=== WHAT YOU NEED TO DO ===
Give back all the records exactly, keeping every line whole.

=== PROVIDED DATA ===

.....

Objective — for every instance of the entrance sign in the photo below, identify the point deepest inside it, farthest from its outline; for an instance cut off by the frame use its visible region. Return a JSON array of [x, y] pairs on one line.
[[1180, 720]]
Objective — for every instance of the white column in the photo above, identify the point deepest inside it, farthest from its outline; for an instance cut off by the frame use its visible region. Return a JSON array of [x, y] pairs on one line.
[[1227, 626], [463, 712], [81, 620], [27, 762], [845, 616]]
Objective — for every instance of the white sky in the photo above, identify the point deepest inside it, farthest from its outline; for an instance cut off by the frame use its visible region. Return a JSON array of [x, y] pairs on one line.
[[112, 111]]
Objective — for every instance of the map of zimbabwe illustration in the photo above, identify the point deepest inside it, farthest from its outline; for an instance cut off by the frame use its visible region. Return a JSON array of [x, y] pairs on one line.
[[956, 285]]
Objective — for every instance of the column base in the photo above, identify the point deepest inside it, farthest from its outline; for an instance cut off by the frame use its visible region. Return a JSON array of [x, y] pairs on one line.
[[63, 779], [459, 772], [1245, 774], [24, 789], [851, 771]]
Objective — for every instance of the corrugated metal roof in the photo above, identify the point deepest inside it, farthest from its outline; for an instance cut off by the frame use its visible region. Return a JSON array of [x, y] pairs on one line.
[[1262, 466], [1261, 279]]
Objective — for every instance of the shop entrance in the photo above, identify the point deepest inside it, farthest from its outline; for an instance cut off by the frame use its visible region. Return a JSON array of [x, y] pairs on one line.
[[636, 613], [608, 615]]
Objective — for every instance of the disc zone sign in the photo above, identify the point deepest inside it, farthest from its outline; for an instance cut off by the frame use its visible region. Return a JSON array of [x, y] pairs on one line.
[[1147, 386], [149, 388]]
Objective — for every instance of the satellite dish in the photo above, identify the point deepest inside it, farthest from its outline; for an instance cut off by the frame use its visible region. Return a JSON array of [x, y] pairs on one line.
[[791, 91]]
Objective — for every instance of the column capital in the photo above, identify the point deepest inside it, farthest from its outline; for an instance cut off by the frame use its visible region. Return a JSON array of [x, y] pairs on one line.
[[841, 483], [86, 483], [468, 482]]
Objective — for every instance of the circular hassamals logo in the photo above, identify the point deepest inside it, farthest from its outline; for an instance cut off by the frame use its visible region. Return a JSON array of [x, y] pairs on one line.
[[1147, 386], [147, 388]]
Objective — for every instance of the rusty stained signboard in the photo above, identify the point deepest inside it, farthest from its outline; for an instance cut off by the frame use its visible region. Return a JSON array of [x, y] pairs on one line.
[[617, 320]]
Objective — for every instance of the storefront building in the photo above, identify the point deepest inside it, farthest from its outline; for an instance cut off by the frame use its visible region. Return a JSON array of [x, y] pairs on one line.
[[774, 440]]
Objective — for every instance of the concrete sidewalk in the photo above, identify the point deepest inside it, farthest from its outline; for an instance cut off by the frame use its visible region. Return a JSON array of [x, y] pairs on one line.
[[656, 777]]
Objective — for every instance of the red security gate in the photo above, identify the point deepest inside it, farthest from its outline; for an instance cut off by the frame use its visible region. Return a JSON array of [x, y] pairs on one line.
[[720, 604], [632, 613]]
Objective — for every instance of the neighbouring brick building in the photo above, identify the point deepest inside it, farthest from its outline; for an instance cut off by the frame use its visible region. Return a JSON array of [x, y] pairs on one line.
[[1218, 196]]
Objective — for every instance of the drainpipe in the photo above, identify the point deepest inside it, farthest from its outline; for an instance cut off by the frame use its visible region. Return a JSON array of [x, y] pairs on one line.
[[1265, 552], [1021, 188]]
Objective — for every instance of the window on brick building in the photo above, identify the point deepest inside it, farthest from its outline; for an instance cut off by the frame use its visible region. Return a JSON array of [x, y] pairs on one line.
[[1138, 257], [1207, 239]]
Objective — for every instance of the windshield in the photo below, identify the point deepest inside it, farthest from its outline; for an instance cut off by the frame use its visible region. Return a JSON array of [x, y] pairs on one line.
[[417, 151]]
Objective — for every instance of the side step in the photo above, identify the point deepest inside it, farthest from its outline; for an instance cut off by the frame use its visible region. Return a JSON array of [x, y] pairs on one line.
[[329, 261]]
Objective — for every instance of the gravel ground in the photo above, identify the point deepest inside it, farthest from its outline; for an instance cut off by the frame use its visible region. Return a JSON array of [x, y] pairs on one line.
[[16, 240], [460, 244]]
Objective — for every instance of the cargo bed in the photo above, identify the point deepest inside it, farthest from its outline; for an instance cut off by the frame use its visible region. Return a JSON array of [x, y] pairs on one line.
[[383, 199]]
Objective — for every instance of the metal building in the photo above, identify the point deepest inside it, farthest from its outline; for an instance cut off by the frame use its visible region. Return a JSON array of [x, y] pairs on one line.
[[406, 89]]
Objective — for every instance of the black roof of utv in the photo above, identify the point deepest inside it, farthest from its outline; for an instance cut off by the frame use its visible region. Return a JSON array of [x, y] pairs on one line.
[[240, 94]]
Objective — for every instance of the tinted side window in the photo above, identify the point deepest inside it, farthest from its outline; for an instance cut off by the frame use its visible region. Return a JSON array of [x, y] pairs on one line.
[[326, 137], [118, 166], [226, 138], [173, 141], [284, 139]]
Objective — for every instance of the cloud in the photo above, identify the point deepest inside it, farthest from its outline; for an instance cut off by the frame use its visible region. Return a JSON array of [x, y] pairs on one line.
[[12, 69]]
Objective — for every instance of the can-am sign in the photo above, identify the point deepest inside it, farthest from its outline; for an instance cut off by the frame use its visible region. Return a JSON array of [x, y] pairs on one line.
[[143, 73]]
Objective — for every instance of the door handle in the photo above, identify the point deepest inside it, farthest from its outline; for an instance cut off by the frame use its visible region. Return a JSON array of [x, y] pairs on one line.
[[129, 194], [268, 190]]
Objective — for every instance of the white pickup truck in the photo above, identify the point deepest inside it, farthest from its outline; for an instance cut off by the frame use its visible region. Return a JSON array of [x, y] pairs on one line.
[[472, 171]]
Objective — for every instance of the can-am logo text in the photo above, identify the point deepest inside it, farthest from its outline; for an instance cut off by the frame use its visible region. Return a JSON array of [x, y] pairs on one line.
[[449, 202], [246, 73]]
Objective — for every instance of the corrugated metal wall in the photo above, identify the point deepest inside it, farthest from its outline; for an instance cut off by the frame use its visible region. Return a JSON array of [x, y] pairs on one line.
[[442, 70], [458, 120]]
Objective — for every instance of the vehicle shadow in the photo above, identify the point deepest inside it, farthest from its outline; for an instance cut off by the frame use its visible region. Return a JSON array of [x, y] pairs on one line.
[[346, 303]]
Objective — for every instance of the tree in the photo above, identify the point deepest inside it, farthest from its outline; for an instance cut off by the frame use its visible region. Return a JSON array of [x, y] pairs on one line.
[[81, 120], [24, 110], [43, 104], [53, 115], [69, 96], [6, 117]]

.....

=== SOLUTION ===
Objective — for every instance of the entrance sign in the photo below, identify the point deepest inside it, farthest from its outline; for an instance cut off by the frame use its visible region. Return a JSON array of [x, y] pairs on one line.
[[1180, 720]]
Objective — for every instance of the white column in the photo above, identify the point deepest inside it, farthest from its outline; for an instance cut off by the frame use its visible region. Return a JSON array of [x, y] pairs on one line.
[[1227, 626], [463, 712], [81, 620], [27, 762], [845, 616]]
Objective — for every instance of the white sky in the photo above, identify the point deepest inside it, farthest from its outline; for an instance cut off by the frame use its visible region. Return a JSON array of [x, y] pairs on one line.
[[112, 111]]
Objective — for every instance of the map of zimbabwe illustration in the photo above, identify the point deepest inside it, farthest from its outline; for an instance cut off by the frame use its visible region. Return a JSON array of [x, y] pairs on one line.
[[956, 285]]
Objective — for every instance of the column base in the photo above, identify the point deepest inside it, farthest from its outline; for an instance cut off by the frame use its visible region. Return a JSON array of [x, y] pairs on one line.
[[63, 779], [459, 772], [1245, 774], [24, 789], [851, 771]]
Objective — for every instance of the corrugated metal roof in the photo above, identify the point deepest inside it, farthest from its outline; for an instance cut off by the frame use its visible region. Return a JSON array of [x, y] pairs on one line.
[[1262, 466], [1261, 279]]
Objective — for every instance of the shop entrance in the photo above, identify the point deepest inside it, farthest from its outline; for an instance cut off by the frame use its visible region. Return a JSON array of [x, y] pairs on one line.
[[636, 613], [608, 615]]
Objective — for every instance of the disc zone sign in the photo above, identify the point deepest inside it, farthest from its outline; for an instance cut off by the frame use its visible region. Return a JSON array of [x, y] pairs on one line.
[[1147, 386], [149, 388]]
Objective — for every instance of the satellite dish in the photo above, identify the point deepest inside it, farthest from its outline; for an instance cut off by the frame use its visible region. Return a JSON array of [x, y] pairs on one line.
[[791, 91]]
Objective — for every instance of the column capital in the photo above, identify the point deepest inside it, farthest from its outline; for an instance cut off by the frame use its visible region. Return a JSON array of [x, y] pairs on one line.
[[841, 483], [86, 483], [468, 482]]
Objective — for every instance of the circular hassamals logo in the photo above, identify the point deepest inside it, farthest from its outline; for an instance cut off by the frame use its visible region. Return a JSON array of [x, y] pairs on one line.
[[1147, 386], [147, 388]]
Objective — for every instance of the rusty stained signboard in the photo above, identify the point deepest inside it, farthest from its outline; for an instance cut off by the frame use its visible region. Return a JSON array of [x, y] pairs on one line.
[[617, 320]]
Objective — for every instance of the storefront building in the photo above, identify the point deepest inside it, farthest from its outline; for an instance cut off by the frame use its visible region. Return a JSON array of [x, y] pairs on one line.
[[774, 440]]
Objective — for every instance of the concrete sidewalk in the photo above, identify the point deepest inside it, farthest from its outline; for an instance cut off by the frame use its visible region. Return a JSON array of [x, y] pairs on one line.
[[656, 777]]
Objective — for every instance of the red security gate in the photo above, identify the point deepest inside it, farthest from its outline; for an instance cut off by the frame use its visible region. Return a JSON array of [x, y] pairs on one line.
[[720, 604], [632, 613]]
Objective — for every instance of the neighbouring brick building in the photo above, identify the point deepest inside it, farthest from its outline; for an instance cut off by the frame use its visible region. Return a JSON array of [x, y] pairs on one line.
[[1218, 196]]
Objective — for every instance of the drainpipe in the photo above, identify the point deepest inside it, farthest from its outline; for an instance cut off by the frame use its visible region. Return a JSON array of [x, y] pairs on one line.
[[1265, 552], [1021, 188]]
Objective — for every instance of the window on brick building in the photo above, identify the point deepest inside it, farthest from its outline; for an instance cut off by the frame use its visible region. Return a JSON array of [x, y] pairs on one line.
[[1138, 257], [1207, 239]]
Objective — for every instance of the windshield in the photo below, identify the point deepest inside it, farthest from its outline; for an instance cut off by the frame use its visible region. Return a JSON array of [x, y] pairs on one line.
[[417, 151]]
Objective — for every instance of the side step in the photo above, identify the point deepest inside it, farthest from its outline; for an instance cut off by the frame use its visible region. Return a JSON array of [x, y] pairs on one line.
[[329, 261]]
Objective — for every instance of the gravel ground in the photo above, identify the point deepest inside it, farthest from its outline; for an instance cut off by the frame use its visible region. Return a JSON array of [x, y] pairs on one line.
[[16, 240], [460, 244]]
Objective — for every instance of the cargo bed in the photo above, identify the point deepest inside it, farthest from its outline; for an instance cut off by the frame use its visible region. Return a JSON array of [x, y] pairs on one line.
[[383, 199]]
Objective — for every instance of the metal building in the photo above, identify the point deepest inside it, farthest from its outline; for an instance cut off by the frame use its visible region. Return a JSON array of [x, y] pairs on one line.
[[406, 89]]
Objective — for every instance of the black roof of utv in the photo above, identify the point deepest inside it, farthest from its outline; for an instance cut off by the frame use its visible region. Return a JSON array of [x, y] pairs on one line.
[[240, 94]]
Objective — for every instance of the tinted side window in the photo above, identify the point deepest inside it, farthest from its outline; for an instance cut off by the frame use its visible region. Return a JSON array of [x, y] pairs on one line.
[[326, 137], [118, 166], [226, 138], [173, 141], [284, 139]]
Objective — for every instance of the cloud in the photo above, identify the point deepest inside it, farthest from its outline; for an instance cut off by the frame use its visible region. Return a JSON array of [x, y] pairs on one line.
[[12, 69]]
Objective — for every instance of the can-am sign in the photo above, identify the point deepest inside it, farthest from its outline; for an instance cut off by the frame use its visible region. Return a JSON array of [x, y] pairs on one line.
[[143, 73]]
Objective — for every instance of the door handle in the photo above, identify the point deepest inside it, farthest from its outline; for an instance cut off by the frame use its visible region. Return a JSON array of [x, y] pairs on one line.
[[129, 194], [268, 190]]
Objective — for every instance of the white pickup truck in the photo above, identify the point deepest inside it, farthest from its outline; for an instance cut off by the frame use its visible region. Return a JSON array of [x, y] pairs on one line.
[[472, 171]]
Objective — for every instance of the can-am logo text in the photo above, identify the point deepest inside it, farthest from its outline; for an instance cut off by the frame use its visible region. Return a JSON array of [x, y] pairs on one line.
[[449, 202], [246, 73]]
Objective — for every instance of the corrugated metal wall in the photo above, identify the point deepest inside it, farthest from its outline; for an instance cut off by the frame use its visible region. Return a JSON array of [x, y] pairs on one line.
[[442, 70], [458, 120]]
Objective — for every instance of the vehicle shadow in the photo above, identify the point deepest inside it, farthest from its outline; for an instance cut off by the frame use its visible region. Return a JSON array of [x, y] pairs on one line.
[[346, 303]]
Objective — for every instance of the tree in the photo above, identify the point deepest inside it, farthest from its outline; for an instance cut off by the frame use its visible region. Return a JSON array of [x, y] pairs on one line.
[[81, 120], [24, 110], [43, 104], [53, 115], [69, 96], [6, 117]]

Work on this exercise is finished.